Task: Rewrite only the data starting at the line that contains "TARGET = white ceiling grid" and ending at the line that contains "column 26, row 203", with "pin" replaced by "mark" and everything else unchanged.
* start *
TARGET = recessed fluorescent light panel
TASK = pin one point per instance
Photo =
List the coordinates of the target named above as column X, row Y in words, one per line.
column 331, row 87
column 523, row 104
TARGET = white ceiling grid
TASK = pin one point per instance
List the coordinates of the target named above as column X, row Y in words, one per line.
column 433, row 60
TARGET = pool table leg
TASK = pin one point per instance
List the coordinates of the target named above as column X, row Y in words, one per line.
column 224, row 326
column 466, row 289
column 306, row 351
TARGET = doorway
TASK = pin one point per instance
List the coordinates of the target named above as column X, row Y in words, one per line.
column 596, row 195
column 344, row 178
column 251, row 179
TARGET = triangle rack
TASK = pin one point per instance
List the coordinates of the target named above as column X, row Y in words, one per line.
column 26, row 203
* end *
* start *
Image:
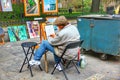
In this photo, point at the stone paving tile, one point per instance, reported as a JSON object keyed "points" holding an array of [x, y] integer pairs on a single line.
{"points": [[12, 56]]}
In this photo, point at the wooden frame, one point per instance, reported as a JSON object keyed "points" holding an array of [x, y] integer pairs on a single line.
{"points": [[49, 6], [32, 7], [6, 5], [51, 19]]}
* end *
Answer:
TARGET = white ceiling grid
TASK = mark one point per instance
List the coordinates of the target named above as column X, row Y in words, one per line.
column 433, row 60
TARGET = pool table leg
TASK = mark one point per instance
List the coordinates of the target named above as column X, row Y in words, one per line.
column 224, row 326
column 466, row 289
column 306, row 351
TARGET = doorway
TASK = mark one point per instance
List the coordinates of the target named above as column X, row Y in words, one per line.
column 596, row 195
column 344, row 178
column 251, row 179
TARGET = triangle rack
TASK = mark one point per instance
List the coordinates of the target named above as column X, row Y in words, one per line.
column 26, row 203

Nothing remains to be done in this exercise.